## How to complete this task
Please take the records that follow and repeat exactly the lines starting with the line with "point: one pixel per instance, each like <point>421,75</point>." and going on through the line with "point: one pixel per instance, each like <point>736,490</point>.".

Input data: Begin

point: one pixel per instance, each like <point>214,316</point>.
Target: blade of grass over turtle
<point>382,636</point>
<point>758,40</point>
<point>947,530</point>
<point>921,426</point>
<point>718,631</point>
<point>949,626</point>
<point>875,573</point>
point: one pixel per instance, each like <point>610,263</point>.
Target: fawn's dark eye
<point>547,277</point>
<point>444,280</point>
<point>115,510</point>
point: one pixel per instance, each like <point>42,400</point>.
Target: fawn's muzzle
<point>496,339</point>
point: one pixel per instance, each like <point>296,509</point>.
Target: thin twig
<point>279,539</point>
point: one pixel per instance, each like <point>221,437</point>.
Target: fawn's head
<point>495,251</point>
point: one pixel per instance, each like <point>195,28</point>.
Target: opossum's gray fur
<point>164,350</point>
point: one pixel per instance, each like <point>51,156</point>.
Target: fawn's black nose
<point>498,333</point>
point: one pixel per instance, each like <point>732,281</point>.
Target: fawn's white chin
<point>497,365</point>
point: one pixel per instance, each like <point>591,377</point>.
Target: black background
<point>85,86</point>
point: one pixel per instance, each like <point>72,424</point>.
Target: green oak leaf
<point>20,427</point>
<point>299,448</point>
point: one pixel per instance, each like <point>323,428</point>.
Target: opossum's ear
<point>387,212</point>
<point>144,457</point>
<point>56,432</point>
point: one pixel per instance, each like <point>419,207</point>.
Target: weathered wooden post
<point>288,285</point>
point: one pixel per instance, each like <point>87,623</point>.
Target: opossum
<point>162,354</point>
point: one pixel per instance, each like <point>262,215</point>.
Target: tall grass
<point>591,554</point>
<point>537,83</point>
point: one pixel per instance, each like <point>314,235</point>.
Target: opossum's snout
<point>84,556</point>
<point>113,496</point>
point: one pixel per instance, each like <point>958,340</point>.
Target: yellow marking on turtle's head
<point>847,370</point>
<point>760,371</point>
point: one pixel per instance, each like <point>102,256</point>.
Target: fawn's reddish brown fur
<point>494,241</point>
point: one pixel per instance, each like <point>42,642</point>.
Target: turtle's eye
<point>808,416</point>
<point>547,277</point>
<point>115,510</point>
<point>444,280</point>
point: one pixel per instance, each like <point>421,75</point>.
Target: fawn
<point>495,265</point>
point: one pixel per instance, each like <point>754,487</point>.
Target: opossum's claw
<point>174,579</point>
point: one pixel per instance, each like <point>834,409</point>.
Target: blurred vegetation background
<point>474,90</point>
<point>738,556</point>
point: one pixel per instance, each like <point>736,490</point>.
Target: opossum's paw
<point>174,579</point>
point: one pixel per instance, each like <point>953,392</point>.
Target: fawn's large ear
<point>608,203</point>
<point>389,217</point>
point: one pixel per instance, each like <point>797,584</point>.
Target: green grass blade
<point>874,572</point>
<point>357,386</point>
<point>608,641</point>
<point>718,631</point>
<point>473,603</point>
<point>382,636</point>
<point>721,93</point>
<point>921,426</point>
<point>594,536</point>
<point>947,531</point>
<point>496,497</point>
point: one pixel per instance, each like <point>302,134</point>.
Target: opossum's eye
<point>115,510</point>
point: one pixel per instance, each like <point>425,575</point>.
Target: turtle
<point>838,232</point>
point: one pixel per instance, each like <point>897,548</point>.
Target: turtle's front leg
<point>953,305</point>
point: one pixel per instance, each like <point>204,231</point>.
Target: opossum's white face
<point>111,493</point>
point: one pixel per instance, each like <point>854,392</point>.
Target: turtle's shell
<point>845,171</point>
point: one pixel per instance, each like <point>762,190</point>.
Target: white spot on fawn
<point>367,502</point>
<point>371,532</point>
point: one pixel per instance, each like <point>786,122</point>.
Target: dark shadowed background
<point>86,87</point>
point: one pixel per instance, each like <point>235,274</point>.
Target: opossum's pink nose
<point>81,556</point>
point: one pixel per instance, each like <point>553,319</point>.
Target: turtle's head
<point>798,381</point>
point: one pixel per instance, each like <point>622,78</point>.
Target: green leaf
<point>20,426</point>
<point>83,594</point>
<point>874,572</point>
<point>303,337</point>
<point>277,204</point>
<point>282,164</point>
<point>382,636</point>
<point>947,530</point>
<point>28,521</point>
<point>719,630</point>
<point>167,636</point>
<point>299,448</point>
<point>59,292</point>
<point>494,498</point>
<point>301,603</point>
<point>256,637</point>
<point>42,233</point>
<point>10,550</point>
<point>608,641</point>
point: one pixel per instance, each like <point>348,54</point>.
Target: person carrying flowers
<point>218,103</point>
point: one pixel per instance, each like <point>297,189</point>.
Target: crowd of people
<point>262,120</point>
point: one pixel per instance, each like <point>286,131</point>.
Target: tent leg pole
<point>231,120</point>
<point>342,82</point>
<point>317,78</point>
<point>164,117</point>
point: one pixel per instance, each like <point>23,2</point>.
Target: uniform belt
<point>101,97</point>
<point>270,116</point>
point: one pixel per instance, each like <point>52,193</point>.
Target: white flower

Input data: End

## Problem solution
point: one pixel per instance, each like <point>421,75</point>.
Target: fawn
<point>495,265</point>
point: one pixel per instance, each like <point>754,487</point>.
Target: opossum's claw
<point>174,579</point>
point: one pixel per instance, each like <point>834,409</point>.
Target: blurred vegetation background
<point>474,90</point>
<point>738,556</point>
point: one pixel per instance, each like <point>736,490</point>.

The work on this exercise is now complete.